▸ **TEXT PROVIDED**:
>>>>>

Search code examples
phplaravelcsvfgetcsv

Reading > 1GB GZipped CSV files from external FTP server


In a scheduled task of my Laravel application I'm reading several large gzipped CSV files, ranging from 80mb to 4gb on an external FTP server, containing products which I store in my database based on a product attribute.

I loop through a list of product feeds that I want to import but each time a fatal error is returned: 'Allowed memory size of 536870912 bytes exhausted'. I can bump up the length parameter of the fgetcsv function from 1000 to 100000 which solves the problem for the smaller files (< 500mb) but for the larger files it will return the fatal error.

Is there a solution that allows me to either download or unzip the .csv.gz files, reading the lines (by batch or one by one) and inserting the products into my database without running out of memory?

$feeds = [
    "feed_baby-mother-child.csv.gz",
    "feed_computer-games.csv.gz",
    "feed_general-books.csv.gz",
    "feed_toys.csv.gz",
];

foreach ($feeds as $feed) {
    $importedProducts = array();
    $importedFeedProducts = 0;

    $csvfile = 'compress.zlib://ftp://' . config('app.ftp_username') . ':' . config('app.ftp_password') . '@' . config('app.ftp_host') . '/' . $feed;

    if (($handle = fopen($csvfile, "r")) !== FALSE) {
        $row = 1;
        $header = fgetcsv($handle, 1, "|");
                
        while (($data = fgetcsv($handle, 1000, "|")) !== FALSE) {
            if($row == 1 || array(null) !== $data){ $row++; continue; }
                    
            $product = array_combine($header, $data);
            $importedProducts[] = $product;
        }

        fclose($handle);
    } else {
        echo 'Failed to open: ' . $feed . PHP_EOL;
        continue;
    }
    
    // start inserting products into the database below here
}

Solution

  • The problem is probably not the gzip file itself, Of course you can download it, on process it then, this will keep the same issues.

<<<<<

▸ **DATASET SECTION**:
>>>>>

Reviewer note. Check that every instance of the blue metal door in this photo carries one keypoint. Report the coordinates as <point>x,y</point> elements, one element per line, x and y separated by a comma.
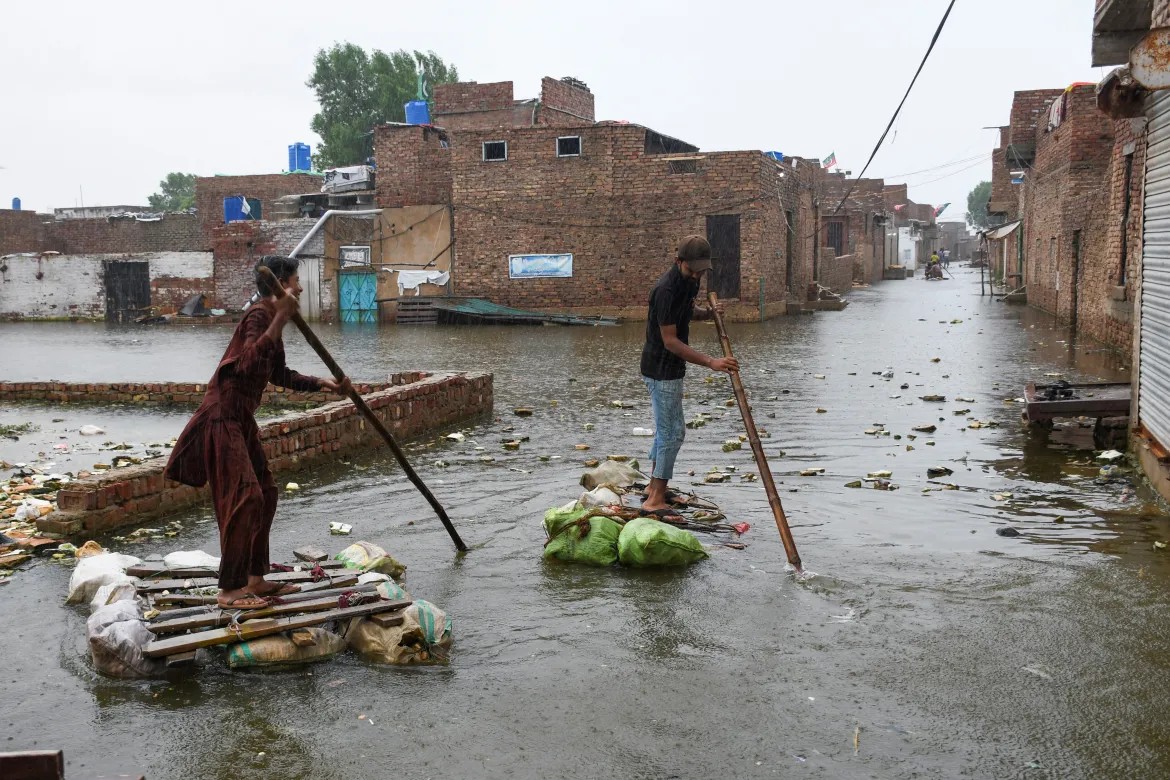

<<<<<

▸ **EXERCISE AIM**:
Rewrite the forum post from the words "Reading > 1GB" through the words "a product attribute.", putting "cron job" in place of "scheduled task". The data shown after the forum post have no role in this exercise.

▸ **TASK OUTPUT**:
Reading > 1GB GZipped CSV files from external FTP server


In a cron job of my Laravel application I'm reading several large gzipped CSV files, ranging from 80mb to 4gb on an external FTP server, containing products which I store in my database based on a product attribute.